### [Goal of the exercise]
Exact copies of all the records are the expected output.
:: Available data ::
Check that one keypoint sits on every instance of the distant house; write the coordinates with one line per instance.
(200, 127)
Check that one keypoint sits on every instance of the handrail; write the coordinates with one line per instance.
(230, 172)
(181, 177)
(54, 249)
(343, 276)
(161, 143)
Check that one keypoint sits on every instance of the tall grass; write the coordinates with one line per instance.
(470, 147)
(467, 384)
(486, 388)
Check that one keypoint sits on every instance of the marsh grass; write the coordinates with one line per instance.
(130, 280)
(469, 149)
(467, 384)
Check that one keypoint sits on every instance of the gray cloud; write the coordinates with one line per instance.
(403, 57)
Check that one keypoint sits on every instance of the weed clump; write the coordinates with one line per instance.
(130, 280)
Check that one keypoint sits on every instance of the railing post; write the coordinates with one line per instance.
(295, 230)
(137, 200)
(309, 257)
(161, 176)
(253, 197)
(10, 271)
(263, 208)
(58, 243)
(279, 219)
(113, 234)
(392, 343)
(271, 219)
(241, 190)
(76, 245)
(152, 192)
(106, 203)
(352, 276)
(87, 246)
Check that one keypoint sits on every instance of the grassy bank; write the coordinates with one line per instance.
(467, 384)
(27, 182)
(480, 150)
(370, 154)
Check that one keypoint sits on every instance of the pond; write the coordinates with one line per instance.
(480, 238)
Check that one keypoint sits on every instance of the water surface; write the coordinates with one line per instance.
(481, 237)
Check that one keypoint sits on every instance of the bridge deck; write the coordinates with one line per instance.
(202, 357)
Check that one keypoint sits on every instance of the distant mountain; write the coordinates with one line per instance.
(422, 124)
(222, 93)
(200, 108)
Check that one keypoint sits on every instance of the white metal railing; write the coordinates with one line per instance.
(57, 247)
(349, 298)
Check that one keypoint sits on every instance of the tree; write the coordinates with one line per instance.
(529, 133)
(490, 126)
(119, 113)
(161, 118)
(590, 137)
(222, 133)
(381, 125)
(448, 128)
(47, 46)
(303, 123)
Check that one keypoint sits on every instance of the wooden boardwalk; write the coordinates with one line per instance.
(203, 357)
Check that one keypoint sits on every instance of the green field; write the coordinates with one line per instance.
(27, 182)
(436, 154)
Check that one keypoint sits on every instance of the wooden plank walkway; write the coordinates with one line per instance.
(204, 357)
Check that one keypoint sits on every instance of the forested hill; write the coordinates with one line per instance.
:::
### [Completed task]
Check that one keypoint sits on every instance of the distant house; write the coordinates with one line per instance.
(200, 127)
Check that one keypoint sits on every instance of the handrail; write the coordinates with one line per instance.
(230, 172)
(181, 177)
(54, 249)
(343, 276)
(161, 143)
Check that one keypoint sits on every instance of the tall grass; write the coordinates with one line per instance.
(470, 147)
(467, 384)
(486, 388)
Check that one keypoint sits on every instance of the marsh grass; write the coordinates with one line per instance.
(130, 280)
(469, 149)
(467, 384)
Check that one keypoint sits on every instance of the gray cloud; write the coordinates with one line per instance.
(403, 57)
Check that one keypoint sits on every instance of the weed clump; write the coordinates with one line per instance.
(130, 280)
Check that one keypoint sits on every instance of the railing post; write the coordinates with one line per instance.
(295, 230)
(137, 200)
(309, 257)
(161, 176)
(253, 197)
(10, 271)
(263, 208)
(58, 243)
(279, 219)
(113, 234)
(392, 343)
(271, 219)
(241, 190)
(76, 245)
(152, 192)
(106, 203)
(352, 276)
(87, 246)
Check that one keypoint sits on every instance of the grassy bank; write the coordinates with one line per instance.
(467, 384)
(27, 182)
(480, 150)
(370, 154)
Check that one keypoint sits on every instance of the pond; write the coordinates with one line per instance.
(480, 238)
Check that one keypoint sits on every instance of the water surface; write the coordinates with one line per instance.
(481, 237)
Check that one keypoint sits on every instance of the bridge deck; write the coordinates with one line per instance.
(202, 357)
Check that one keypoint sits on every instance of the distant mountain; write the coordinates with one line per instance.
(422, 124)
(222, 93)
(200, 108)
Check that one keypoint sits on every instance of the white metal railing; write the coordinates with one line per instance.
(57, 247)
(349, 298)
Check that one keypoint sits on every instance of the tree; write the coordinates with one line per instance.
(529, 133)
(490, 126)
(119, 113)
(161, 118)
(590, 137)
(222, 133)
(381, 125)
(448, 128)
(47, 46)
(303, 123)
Check that one keypoint sits on every instance of the wooden boardwalk; write the coordinates with one line per instance.
(203, 357)
Check that one keypoint sits on every instance of the green field; write the coordinates with one line per instance.
(27, 182)
(436, 154)
Check that one keypoint sits on every instance of the wooden plank walkway; write the coordinates with one line per instance.
(204, 357)
Check that one keypoint sits on every instance of the forested hill; write the coordinates with one line per instance.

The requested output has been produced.